SUPPLIED TEXT:
******************************

After watching the others saddle up at the Hunewill Ranch, it was my turn. It seemed so easy for others to mount their steed in one smooth motion. It was a big leap of faith for me. Nine hundred pounds of flesh stood before me, with her own cognitive system. I was well aware that Ruby was capable of making her own decisions about whether I should stay or go once I was astride. I fervently hoped that she was a placid female and not prone to histrionics.
“Would you like to use the mounting block?” Ely, the wrangler, said sensing my hesitation. It had seemed like a good idea when it was described the night before in our orientation. But I had noticed that it was little used. I surmised that real cowboys and cowgirls don’t use mounting blocks. In the old westerns, they’d just grab ahold of the horn while the horse was at a full gallop and be up in a flash.
“No, I’ll give it try. It’s my first time,” I said. Ely didn’t look surprised.
“Grab the horn with one hand, hop up and swing your leg over,” said Ely. Ruby stood still, probably wondering how long it was going to take for this greenhorn to mount.

******************************

DATA LINES:
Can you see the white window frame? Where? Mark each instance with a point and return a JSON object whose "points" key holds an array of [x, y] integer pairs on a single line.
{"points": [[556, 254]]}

******************************

TO BE DONE:
In the ranch passage, how much does Ruby weigh? The lines after the ranch passage are separate material.

ANSWER FOR THE TASK:
Nine hundred pounds.